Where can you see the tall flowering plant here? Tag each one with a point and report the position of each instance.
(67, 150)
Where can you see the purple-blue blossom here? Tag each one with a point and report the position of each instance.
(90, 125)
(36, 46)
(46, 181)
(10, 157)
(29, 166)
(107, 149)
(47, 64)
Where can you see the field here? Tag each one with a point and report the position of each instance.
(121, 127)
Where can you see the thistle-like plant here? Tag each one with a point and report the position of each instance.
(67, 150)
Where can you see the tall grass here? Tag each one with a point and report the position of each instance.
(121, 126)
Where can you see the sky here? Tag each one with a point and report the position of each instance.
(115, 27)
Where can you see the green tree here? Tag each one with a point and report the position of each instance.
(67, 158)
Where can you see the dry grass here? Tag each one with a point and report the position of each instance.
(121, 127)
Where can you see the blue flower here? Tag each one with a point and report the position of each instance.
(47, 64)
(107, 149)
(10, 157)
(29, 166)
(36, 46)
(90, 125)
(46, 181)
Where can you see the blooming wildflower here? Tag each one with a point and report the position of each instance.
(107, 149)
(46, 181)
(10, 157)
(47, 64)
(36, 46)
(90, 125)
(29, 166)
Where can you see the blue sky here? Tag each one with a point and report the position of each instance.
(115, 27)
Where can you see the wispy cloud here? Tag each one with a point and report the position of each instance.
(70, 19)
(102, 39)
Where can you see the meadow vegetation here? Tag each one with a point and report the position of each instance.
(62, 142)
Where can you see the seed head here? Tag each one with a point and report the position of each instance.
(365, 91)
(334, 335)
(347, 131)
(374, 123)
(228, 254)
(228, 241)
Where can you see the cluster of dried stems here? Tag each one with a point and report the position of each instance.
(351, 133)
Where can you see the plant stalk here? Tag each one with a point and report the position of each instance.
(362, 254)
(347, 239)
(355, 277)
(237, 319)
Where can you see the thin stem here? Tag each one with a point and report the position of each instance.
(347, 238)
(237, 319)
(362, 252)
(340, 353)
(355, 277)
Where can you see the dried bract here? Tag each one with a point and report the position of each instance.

• [To be done] Could you return every line of the data above, unchanged and in the same order?

• [Response]
Where can you see the tall flowering plant here? Tag each one with a point and report the position of each instance.
(67, 150)
Where can you see the purple-blue blossom here? Tag each one with a point and report the position of each instance.
(90, 125)
(36, 46)
(46, 181)
(10, 157)
(29, 166)
(107, 149)
(47, 64)
Where can you see the field here? Tag each one with a point and report the position of each instance.
(121, 127)
Where can you see the thistle-like plant here? Tag each one with a point and report the position of each instance.
(67, 150)
Where can you see the tall grass here? Tag each one with a point and report the position of each instance.
(121, 126)
Where can you see the sky here? Tag each one with a point and report the position of each instance.
(115, 27)
Where can you see the green tree here? Tag each one with a point and report the position of each instance.
(67, 158)
Where can you see the dry grass here? Tag each one with a point and report the position of each instance.
(121, 127)
Where can you see the blue flower here? Tag each one with a point and report the position of each instance.
(47, 64)
(107, 149)
(10, 157)
(29, 166)
(36, 46)
(90, 125)
(46, 181)
Where can you see the blooming wildflower here? Tag each one with a point and report the position of each instance.
(107, 149)
(46, 181)
(10, 157)
(47, 64)
(36, 46)
(90, 125)
(29, 166)
Where can you see the blue sky here? Tag each one with a point and report the position of each instance.
(115, 27)
Where can you see the wispy cloud here? Tag each one with a point and report the position of each instance.
(70, 19)
(102, 39)
Where can you see the meadow vegetation here? Tag each one with a point and report the position of each instance.
(62, 142)
Where can you see the seed head here? Tag each one with a point and report the position of each instance.
(365, 91)
(334, 335)
(347, 131)
(374, 123)
(228, 254)
(228, 241)
Where can you see the cluster of dried stems here? Tag each one with a point and report the position of each instance.
(351, 133)
Where can you see the plant stalk here? Tag each one with a point and report the position of each instance.
(362, 254)
(347, 239)
(355, 277)
(237, 319)
Where can you see the thin stem here? Tag each one with a point and report the position of each instance.
(347, 238)
(237, 319)
(362, 252)
(340, 353)
(355, 277)
Where can you see the dried bract here? Tag each one with a point and report the position of each instance.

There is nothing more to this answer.